◆ PROMPT ◆
Copy the records exactly. Every line must match.

◆ Saved data entries ◆
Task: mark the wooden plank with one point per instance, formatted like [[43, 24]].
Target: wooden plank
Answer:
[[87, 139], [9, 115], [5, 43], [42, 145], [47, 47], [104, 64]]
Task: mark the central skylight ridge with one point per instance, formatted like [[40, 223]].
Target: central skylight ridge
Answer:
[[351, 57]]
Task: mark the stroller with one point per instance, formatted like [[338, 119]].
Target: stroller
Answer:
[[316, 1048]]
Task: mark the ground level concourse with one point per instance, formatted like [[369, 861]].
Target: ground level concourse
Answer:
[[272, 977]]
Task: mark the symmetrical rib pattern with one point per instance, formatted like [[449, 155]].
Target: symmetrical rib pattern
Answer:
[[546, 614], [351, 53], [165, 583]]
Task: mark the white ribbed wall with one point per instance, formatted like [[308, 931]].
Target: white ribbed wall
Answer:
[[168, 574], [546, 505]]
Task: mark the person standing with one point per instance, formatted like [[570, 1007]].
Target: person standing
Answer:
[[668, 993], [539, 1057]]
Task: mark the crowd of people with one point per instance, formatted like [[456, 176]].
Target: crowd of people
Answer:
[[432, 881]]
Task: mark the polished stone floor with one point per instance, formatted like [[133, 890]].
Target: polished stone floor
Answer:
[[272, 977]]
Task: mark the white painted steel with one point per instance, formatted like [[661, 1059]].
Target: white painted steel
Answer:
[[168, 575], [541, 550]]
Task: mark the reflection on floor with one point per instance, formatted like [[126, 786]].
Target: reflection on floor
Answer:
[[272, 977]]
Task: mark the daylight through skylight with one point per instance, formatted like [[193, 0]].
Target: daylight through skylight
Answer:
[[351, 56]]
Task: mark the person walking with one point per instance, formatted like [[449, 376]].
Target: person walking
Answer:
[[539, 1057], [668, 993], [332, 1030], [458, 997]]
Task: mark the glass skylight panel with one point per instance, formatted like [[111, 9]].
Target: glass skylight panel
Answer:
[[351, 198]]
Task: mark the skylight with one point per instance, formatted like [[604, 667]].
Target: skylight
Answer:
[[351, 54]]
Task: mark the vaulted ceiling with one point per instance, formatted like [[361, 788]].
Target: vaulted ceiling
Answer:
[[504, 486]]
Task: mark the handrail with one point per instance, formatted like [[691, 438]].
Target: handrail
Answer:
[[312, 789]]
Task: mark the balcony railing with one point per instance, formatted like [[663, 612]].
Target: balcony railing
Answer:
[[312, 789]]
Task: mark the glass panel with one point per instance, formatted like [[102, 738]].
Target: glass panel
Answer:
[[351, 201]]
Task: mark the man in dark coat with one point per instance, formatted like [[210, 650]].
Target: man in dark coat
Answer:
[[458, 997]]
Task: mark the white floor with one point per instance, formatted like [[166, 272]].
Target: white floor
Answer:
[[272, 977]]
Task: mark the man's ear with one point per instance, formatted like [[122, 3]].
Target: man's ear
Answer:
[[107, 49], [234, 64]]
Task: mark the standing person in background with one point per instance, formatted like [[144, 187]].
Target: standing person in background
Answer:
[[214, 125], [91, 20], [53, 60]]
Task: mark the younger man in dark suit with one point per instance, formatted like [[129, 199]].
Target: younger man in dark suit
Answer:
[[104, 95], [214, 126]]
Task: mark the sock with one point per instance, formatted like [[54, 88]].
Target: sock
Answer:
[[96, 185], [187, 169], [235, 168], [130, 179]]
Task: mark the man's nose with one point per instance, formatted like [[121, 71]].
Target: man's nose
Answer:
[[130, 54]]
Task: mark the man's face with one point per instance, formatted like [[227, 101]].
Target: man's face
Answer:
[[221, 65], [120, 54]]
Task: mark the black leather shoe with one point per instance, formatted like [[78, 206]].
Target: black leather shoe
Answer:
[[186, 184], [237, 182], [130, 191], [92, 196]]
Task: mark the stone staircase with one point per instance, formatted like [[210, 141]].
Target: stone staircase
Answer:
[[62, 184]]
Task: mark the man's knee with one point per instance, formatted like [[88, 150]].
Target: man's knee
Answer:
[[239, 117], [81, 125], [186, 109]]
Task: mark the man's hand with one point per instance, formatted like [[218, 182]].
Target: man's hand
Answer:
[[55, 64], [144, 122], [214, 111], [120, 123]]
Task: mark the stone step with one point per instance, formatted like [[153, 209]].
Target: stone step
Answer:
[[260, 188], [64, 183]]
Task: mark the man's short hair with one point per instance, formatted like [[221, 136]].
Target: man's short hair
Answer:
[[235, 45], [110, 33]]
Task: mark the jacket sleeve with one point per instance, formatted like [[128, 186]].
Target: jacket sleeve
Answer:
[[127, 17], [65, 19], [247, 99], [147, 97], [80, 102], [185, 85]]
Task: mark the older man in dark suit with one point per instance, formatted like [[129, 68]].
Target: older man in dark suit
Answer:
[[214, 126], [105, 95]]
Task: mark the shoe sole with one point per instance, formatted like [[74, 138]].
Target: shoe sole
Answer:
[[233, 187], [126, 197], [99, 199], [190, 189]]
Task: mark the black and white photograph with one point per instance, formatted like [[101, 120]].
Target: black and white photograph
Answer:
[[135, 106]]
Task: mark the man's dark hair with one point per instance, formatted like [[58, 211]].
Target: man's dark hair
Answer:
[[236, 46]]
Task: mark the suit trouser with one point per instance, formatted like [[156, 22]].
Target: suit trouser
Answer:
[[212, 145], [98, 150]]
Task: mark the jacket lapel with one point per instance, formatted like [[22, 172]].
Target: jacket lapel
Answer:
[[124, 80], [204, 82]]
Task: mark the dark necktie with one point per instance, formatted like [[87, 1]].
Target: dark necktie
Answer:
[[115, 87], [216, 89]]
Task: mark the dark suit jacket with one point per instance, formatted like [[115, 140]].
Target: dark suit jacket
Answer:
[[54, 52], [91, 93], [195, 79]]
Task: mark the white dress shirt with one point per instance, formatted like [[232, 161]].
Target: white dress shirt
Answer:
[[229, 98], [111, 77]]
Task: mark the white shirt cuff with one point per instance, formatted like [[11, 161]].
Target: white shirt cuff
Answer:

◆ RESULT OF THE TASK ◆
Task: mark the wooden plank with one point per instance, formatted like [[43, 24]].
Target: wooden plank
Answer:
[[87, 139], [9, 115], [5, 43], [42, 145], [47, 47], [104, 64]]
Task: mark the central skylight ridge with one point per instance, formatted like [[40, 223]].
Target: central skylight ridge
Answer:
[[351, 57]]
Task: mark the stroller with one point per instance, formatted like [[338, 119]].
Target: stroller
Answer:
[[316, 1048]]
Task: mark the ground level concourse with one point per instance, formatted like [[369, 861]].
Target: ground level concourse
Answer:
[[272, 977]]
Task: mark the symmetrical rib pattern with one point per instance, formatted like [[449, 155]].
Target: symmetrical rib pattern
Answer:
[[546, 614], [351, 53], [165, 583]]
Task: mark the white ribbed wall with one point per instance, formatted like [[308, 931]].
Target: white ribbed wall
Answer:
[[168, 574], [546, 505]]
Task: mark the person standing with one point per instance, formatted like [[570, 1007]].
Target: person standing
Answer:
[[668, 993], [539, 1057]]
Task: mark the crowd of people with one point per instance, formatted like [[456, 176]].
Target: crowd of people
Answer:
[[432, 881]]
Task: mark the polished stone floor with one point per instance, formatted like [[133, 890]].
Target: polished stone floor
Answer:
[[272, 977]]
Task: mark the white painted steel with one point per instance, formatted like [[661, 1059]].
Target: white painted steel
Answer:
[[168, 575], [541, 550]]
Task: mark the reflection on floor with one point per instance, formatted like [[126, 786]].
Target: reflection on floor
Answer:
[[272, 977]]
Task: mark the daylight through skylight with one point per instance, formatted like [[193, 0]].
Target: daylight through skylight
Answer:
[[351, 56]]
Task: mark the person walking with one point per instance, formatted like [[449, 376]].
Target: person walking
Answer:
[[539, 1057], [668, 993], [332, 1030], [458, 997]]
Task: mark the glass skylight panel with one point per instance, formatted like [[111, 9]].
Target: glass skylight panel
Answer:
[[351, 198]]
Task: mark the skylight with one point per instance, formatted like [[604, 667]].
Target: skylight
Answer:
[[351, 54]]
Task: mark the vaulted ceiling with one point per instance, formatted like [[361, 788]].
Target: vaulted ceiling
Answer:
[[504, 486]]
Task: mark the handrail with one point per instance, formatted like [[691, 438]].
Target: handrail
Answer:
[[312, 789]]
Task: mark the balcony railing with one point per instance, formatted like [[663, 612]].
Target: balcony railing
Answer:
[[312, 789]]
Task: mark the glass panel with one point per instance, formatted like [[102, 738]].
Target: glass panel
Answer:
[[351, 201]]
Task: mark the man in dark coat with one point per instance, formatted like [[210, 650]].
Target: man in dark coat
Answer:
[[458, 997]]
Task: mark the white floor with one point per instance, formatted like [[166, 272]].
Target: white floor
Answer:
[[272, 977]]
Task: mark the man's ear with one point per instance, formatted like [[122, 3]].
Target: man's ear
Answer:
[[107, 49], [234, 64]]
Task: mark the standing person in background with one point per instance, formatted like [[144, 187]].
Target: standing person in background
Answer:
[[214, 125], [91, 20], [53, 60]]
Task: mark the younger man in dark suit with one point per instance, formatted like [[129, 199]].
Target: younger man in dark suit
Answer:
[[104, 95], [214, 126]]
Task: mark the sock with one point per instance, formatted like [[54, 88]].
Target: sock
Answer:
[[96, 185], [187, 169], [235, 168], [130, 179]]
Task: mark the man's nose with one point per instance, formatted like [[121, 71]].
Target: man's nose
Answer:
[[130, 54]]
Task: mark the man's face with one point per instance, formatted like [[227, 101]].
Target: man's face
Answer:
[[221, 65], [120, 54]]
Task: mark the black leather shoe with one point per instance, formatted like [[78, 206]].
Target: black leather shoe
Answer:
[[186, 184], [237, 182], [130, 191], [92, 196]]
Task: mark the stone staircase with one point per instance, formatted like [[210, 141]].
Target: stone staircase
Answer:
[[62, 184]]
Task: mark the man's knee with one point per instance, formatted like [[88, 150]].
Target: man's knee
Answer:
[[239, 117], [81, 125], [186, 109]]
Task: mark the man's hand with one point per instance, formatted like [[218, 182]].
Target: man's hand
Answer:
[[55, 64], [144, 122], [214, 111], [120, 123]]
Task: mark the stone step with one point per instance, formatted like [[153, 209]].
Target: stone step
Answer:
[[260, 188], [64, 183]]
Task: mark the man's short hair with one point per instance, formatted like [[221, 136]].
Target: man's short hair
Answer:
[[235, 45], [110, 33]]
Task: mark the jacket sleeve with one point per instance, formatted like [[128, 186]].
Target: jacket sleeve
Answer:
[[127, 17], [65, 19], [247, 99], [147, 97], [80, 102], [185, 85]]
Task: mark the older man in dark suit with one point per instance, formatted like [[129, 68]].
Target: older man in dark suit
Answer:
[[214, 126], [105, 95]]
Task: mark the shoe sole with one point per instance, formatted like [[74, 138]].
Target: shoe sole
Answer:
[[233, 187], [126, 197], [99, 199], [190, 189]]
Task: mark the black and white photograph with one point per instance, formatted like [[101, 120]].
Target: black and white photograph
Answer:
[[135, 106]]
Task: mark the man's dark hair with one point per instance, formatted like [[58, 211]].
Target: man's dark hair
Answer:
[[236, 46]]
Task: mark the suit trouser with one point per instance, formatted like [[156, 22]].
Target: suit trouser
Answer:
[[212, 145], [98, 150]]
Task: mark the jacket lapel with one point per instance, formatted like [[22, 172]].
Target: jacket lapel
Answer:
[[124, 80], [204, 82]]
Task: mark the dark necktie with one point per instance, formatted like [[87, 1]].
Target: dark necktie
Answer:
[[115, 87], [216, 89]]
Task: mark the dark suit jacket with one point per instance, formatted like [[115, 140]].
Target: dark suit jacket
Answer:
[[54, 52], [91, 93], [195, 79]]
Task: mark the white dress shirt with one point per instance, formatted like [[232, 161]].
Target: white dress shirt
Answer:
[[229, 98], [111, 77]]
Task: mark the white shirt cuff with one point per instance, formatted like [[11, 161]].
Target: white shirt cuff
Answer:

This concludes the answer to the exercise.